- STATED GOAL -
Please change "keypoint" to "target point" in everything from the line containing "Guideline: for every instance of the tree" down to the end of the records, and give those lines back with nothing else altered.

- LISTED RECORDS -

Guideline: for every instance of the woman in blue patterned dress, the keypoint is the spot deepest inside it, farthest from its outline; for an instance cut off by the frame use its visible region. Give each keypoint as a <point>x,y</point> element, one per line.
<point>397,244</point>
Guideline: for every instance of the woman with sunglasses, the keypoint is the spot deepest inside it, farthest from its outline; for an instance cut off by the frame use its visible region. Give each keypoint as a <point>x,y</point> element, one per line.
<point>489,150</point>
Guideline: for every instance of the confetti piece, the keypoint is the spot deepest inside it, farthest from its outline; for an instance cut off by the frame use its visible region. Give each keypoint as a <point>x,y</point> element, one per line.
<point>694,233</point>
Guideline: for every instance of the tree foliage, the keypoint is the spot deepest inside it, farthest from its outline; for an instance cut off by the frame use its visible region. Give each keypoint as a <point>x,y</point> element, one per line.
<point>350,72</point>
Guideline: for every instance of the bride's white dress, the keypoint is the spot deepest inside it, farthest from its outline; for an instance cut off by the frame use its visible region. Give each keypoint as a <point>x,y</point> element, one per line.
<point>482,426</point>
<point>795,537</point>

- OUTPUT BELOW -
Guideline: for every instance of the tree foliage, the target point is the spot deepest inside it, farthest from its outline; for an instance cut off by the frame use its visible region. Give each target point as a <point>x,y</point> element, one per line.
<point>350,72</point>
Guideline: for every instance of the bride's white dress, the target point is the spot deepest inside it, farthest from its outline; for an instance cut off by the frame use its visible region. Give each target point as a <point>x,y</point> element, one per line.
<point>482,426</point>
<point>795,537</point>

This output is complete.